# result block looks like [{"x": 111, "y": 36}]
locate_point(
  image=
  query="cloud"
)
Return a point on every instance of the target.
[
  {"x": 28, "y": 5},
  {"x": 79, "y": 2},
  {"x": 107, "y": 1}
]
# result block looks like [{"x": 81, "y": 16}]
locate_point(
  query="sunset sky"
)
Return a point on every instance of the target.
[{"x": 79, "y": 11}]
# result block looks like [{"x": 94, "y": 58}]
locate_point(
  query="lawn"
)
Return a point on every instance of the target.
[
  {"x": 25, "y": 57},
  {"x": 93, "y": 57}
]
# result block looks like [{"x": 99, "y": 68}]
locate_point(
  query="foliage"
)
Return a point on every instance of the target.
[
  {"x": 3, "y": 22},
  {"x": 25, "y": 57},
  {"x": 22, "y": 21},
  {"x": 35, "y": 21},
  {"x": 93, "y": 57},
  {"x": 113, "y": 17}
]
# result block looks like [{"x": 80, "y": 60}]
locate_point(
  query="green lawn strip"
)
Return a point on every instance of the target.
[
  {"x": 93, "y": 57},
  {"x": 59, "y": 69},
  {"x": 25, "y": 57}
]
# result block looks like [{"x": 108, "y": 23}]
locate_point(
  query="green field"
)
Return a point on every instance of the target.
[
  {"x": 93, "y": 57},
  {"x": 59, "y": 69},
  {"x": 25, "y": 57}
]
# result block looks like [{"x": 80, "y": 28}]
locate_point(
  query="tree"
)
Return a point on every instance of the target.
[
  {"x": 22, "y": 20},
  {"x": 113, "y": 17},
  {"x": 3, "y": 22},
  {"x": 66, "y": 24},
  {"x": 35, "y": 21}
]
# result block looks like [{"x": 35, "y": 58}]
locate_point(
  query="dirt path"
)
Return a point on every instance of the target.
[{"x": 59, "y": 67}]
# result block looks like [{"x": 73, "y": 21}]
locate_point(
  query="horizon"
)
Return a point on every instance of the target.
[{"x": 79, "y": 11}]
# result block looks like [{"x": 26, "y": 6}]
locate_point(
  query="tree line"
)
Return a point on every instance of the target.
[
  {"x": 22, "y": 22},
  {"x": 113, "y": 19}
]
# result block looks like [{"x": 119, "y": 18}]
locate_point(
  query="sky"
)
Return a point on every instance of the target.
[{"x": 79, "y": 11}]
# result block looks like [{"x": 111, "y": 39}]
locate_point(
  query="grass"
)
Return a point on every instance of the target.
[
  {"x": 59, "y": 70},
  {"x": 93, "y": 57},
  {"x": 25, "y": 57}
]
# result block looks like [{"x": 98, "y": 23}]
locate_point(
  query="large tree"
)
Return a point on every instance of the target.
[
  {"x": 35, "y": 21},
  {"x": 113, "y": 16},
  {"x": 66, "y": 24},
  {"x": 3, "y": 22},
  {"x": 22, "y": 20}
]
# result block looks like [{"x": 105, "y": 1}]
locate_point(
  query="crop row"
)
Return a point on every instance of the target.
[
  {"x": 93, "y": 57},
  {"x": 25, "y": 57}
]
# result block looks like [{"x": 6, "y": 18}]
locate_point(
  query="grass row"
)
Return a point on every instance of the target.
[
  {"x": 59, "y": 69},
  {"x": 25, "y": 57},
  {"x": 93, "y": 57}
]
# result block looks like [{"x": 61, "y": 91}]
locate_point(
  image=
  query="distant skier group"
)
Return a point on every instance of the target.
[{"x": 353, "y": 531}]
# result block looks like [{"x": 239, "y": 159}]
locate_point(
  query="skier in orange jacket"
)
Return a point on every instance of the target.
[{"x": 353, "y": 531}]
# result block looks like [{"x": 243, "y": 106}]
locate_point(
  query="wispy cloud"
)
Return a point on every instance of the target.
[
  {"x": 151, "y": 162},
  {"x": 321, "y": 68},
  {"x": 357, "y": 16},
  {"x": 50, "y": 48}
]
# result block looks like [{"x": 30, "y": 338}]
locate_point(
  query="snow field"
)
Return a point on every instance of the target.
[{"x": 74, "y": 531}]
------------
Instructions for the task
Quote all of the entries exactly as they appear.

Solution
# result block looks like [{"x": 111, "y": 36}]
locate_point(
  image=
  query="cloud"
)
Return a point on every instance of the target.
[
  {"x": 28, "y": 5},
  {"x": 79, "y": 2},
  {"x": 107, "y": 1}
]
# result block looks like [{"x": 81, "y": 16}]
locate_point(
  query="sunset sky"
)
Return a point on every instance of the target.
[{"x": 79, "y": 11}]
# result block looks like [{"x": 94, "y": 58}]
locate_point(
  query="lawn"
)
Return a point on every instance of the target.
[
  {"x": 25, "y": 57},
  {"x": 93, "y": 57}
]
# result block looks like [{"x": 99, "y": 68}]
locate_point(
  query="foliage"
)
Return a point on every instance of the target.
[
  {"x": 3, "y": 22},
  {"x": 25, "y": 57},
  {"x": 22, "y": 21},
  {"x": 35, "y": 21},
  {"x": 93, "y": 57},
  {"x": 113, "y": 17}
]
# result block looks like [{"x": 80, "y": 60}]
locate_point(
  query="green lawn strip"
)
Return a point on every instance of the target.
[
  {"x": 93, "y": 57},
  {"x": 59, "y": 69},
  {"x": 25, "y": 57}
]
# result block looks like [{"x": 108, "y": 23}]
locate_point(
  query="green field"
)
Return a point on every instance of the target.
[
  {"x": 93, "y": 57},
  {"x": 59, "y": 69},
  {"x": 25, "y": 57}
]
# result block looks like [{"x": 80, "y": 28}]
locate_point(
  query="tree"
)
Return a point on every instance of the target.
[
  {"x": 22, "y": 20},
  {"x": 113, "y": 17},
  {"x": 3, "y": 22},
  {"x": 66, "y": 24},
  {"x": 35, "y": 21}
]
# result block looks like [{"x": 35, "y": 58}]
locate_point(
  query="dirt path"
)
Return a point on every instance of the target.
[{"x": 59, "y": 67}]
# result block looks like [{"x": 73, "y": 21}]
locate_point(
  query="horizon"
)
Return a point on every instance of the target.
[{"x": 79, "y": 11}]
# result block looks like [{"x": 26, "y": 6}]
locate_point(
  query="tree line"
)
Return a point on every instance of the target.
[
  {"x": 22, "y": 22},
  {"x": 113, "y": 19}
]
# result block looks like [{"x": 119, "y": 18}]
locate_point(
  query="sky"
)
Return a point on every instance of the target.
[{"x": 79, "y": 11}]
# result block looks like [{"x": 111, "y": 39}]
locate_point(
  query="grass"
)
Return a point on every instance of the target.
[
  {"x": 59, "y": 70},
  {"x": 93, "y": 57},
  {"x": 25, "y": 57}
]
# result block looks like [{"x": 98, "y": 23}]
locate_point(
  query="large tree"
)
Return a point on every instance of the target.
[
  {"x": 35, "y": 21},
  {"x": 113, "y": 16},
  {"x": 66, "y": 24},
  {"x": 3, "y": 22},
  {"x": 22, "y": 20}
]
# result block looks like [{"x": 105, "y": 1}]
locate_point(
  query="crop row"
)
Return a point on every instance of the target.
[
  {"x": 93, "y": 57},
  {"x": 25, "y": 57}
]
# result block looks like [{"x": 6, "y": 18}]
locate_point(
  query="grass row"
)
Return a point on every instance of the target.
[
  {"x": 59, "y": 69},
  {"x": 25, "y": 57},
  {"x": 93, "y": 57}
]
# result block looks like [{"x": 61, "y": 91}]
locate_point(
  image=
  query="distant skier group"
)
Return a point on every instance of the target.
[{"x": 353, "y": 531}]
# result block looks like [{"x": 239, "y": 159}]
locate_point(
  query="skier in orange jacket"
)
Return a point on every instance of the target.
[{"x": 353, "y": 531}]
# result block looks like [{"x": 243, "y": 106}]
locate_point(
  query="wispy cloud"
)
Return a point on every instance of the target.
[
  {"x": 151, "y": 162},
  {"x": 321, "y": 68},
  {"x": 357, "y": 16},
  {"x": 50, "y": 48}
]
# result block looks like [{"x": 30, "y": 338}]
locate_point(
  query="snow field"
)
Return a point on every instance of the target.
[{"x": 74, "y": 531}]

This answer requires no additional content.